TEXT EXCERPT:
In fact, in the two models of “vernacular reflections on media” according to W.J.T. Mitchell [10], the digital and photographic media are oftentimes thought according to the communication model, as media “through which messages are transmitted”, rather than the art model of media “in which forms and images appear”. The term artifact in its modern use seems to be exclusive to the communication model, which tends to maximize signal over noise, maintain output in relation to input, and erase the materiality of the medium for the sake of the efficiency of communication. In science artifacts are undesirable because they come in the way of the scientist’s observation of nature. In the art model, artifact, artificiality, or noise, so to speak, would be essential, since the concern is aesthetics, the how, and not the what.

ENTRIES PROVIDED:

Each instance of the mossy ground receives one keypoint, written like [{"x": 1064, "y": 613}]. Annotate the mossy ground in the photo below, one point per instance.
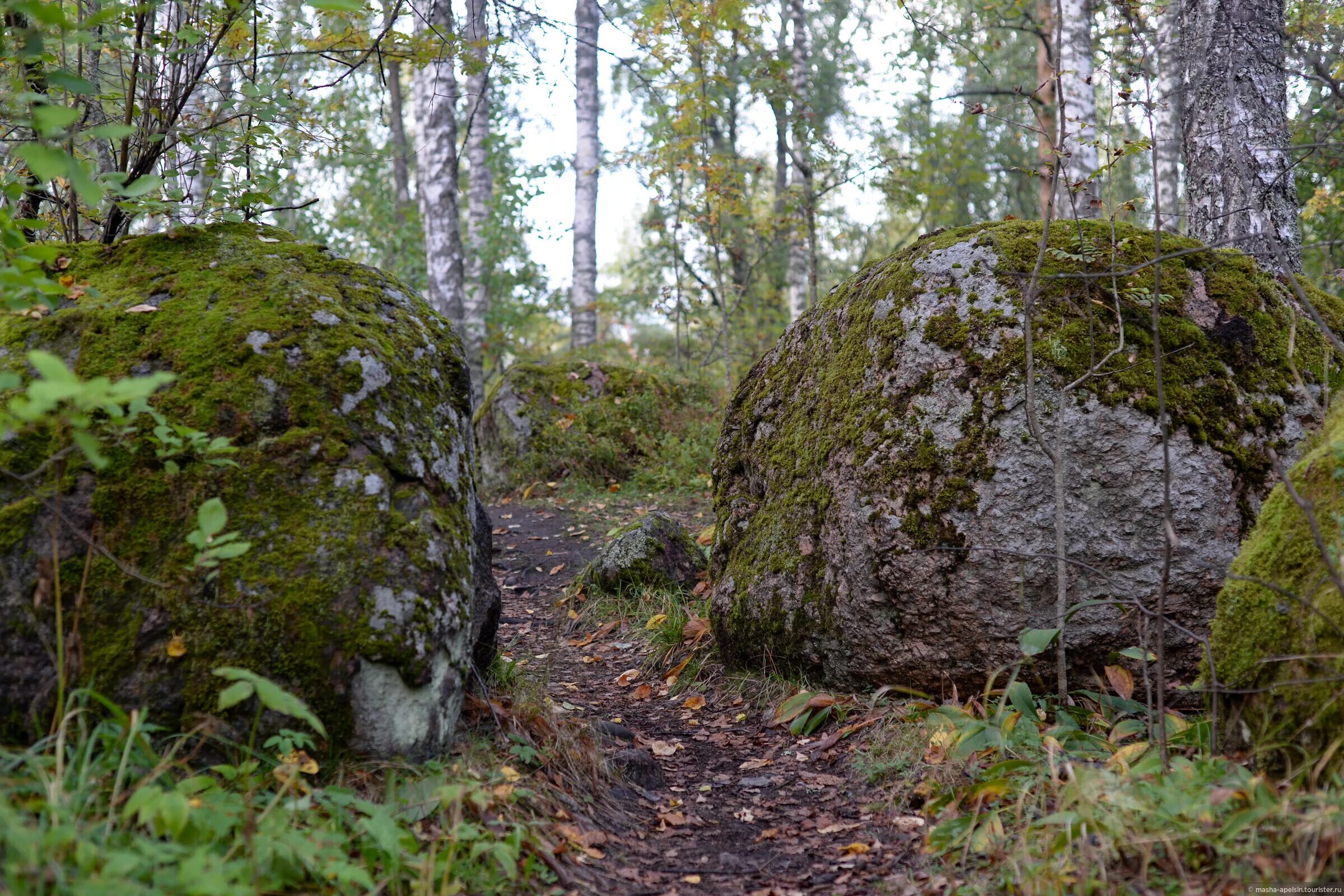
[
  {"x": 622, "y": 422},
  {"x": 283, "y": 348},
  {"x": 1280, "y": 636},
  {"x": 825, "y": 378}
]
* * *
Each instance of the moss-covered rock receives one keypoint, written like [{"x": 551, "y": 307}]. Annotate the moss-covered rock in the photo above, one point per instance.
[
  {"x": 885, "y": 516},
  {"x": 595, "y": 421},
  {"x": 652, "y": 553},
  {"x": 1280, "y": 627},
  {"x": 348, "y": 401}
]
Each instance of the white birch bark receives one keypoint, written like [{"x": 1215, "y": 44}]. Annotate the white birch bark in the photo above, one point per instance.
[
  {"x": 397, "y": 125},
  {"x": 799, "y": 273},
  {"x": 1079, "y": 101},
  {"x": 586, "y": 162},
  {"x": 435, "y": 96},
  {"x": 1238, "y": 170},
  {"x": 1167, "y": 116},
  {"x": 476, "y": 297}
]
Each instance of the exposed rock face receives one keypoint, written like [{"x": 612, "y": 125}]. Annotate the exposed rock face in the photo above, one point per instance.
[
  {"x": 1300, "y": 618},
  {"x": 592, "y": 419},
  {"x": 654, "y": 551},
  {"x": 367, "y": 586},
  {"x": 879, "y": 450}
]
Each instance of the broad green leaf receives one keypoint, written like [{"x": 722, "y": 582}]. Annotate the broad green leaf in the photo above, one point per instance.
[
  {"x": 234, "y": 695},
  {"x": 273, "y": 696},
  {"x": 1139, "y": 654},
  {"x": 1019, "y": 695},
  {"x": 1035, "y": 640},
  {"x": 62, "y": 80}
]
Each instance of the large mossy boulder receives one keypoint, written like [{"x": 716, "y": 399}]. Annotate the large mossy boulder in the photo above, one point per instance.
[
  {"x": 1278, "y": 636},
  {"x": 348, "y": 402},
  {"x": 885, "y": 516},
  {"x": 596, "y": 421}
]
--
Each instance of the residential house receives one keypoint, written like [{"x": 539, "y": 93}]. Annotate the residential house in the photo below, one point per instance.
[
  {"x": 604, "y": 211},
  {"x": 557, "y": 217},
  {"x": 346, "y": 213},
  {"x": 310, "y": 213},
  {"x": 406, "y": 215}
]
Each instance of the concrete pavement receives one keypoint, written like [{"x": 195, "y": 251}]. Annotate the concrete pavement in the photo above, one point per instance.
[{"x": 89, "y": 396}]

EXERCISE: In the text excerpt on media models, why are artifacts undesirable in science? The entries above are not used here.

SOLUTION FOR THIS EXERCISE: They come in the way of the scientist's observation of nature.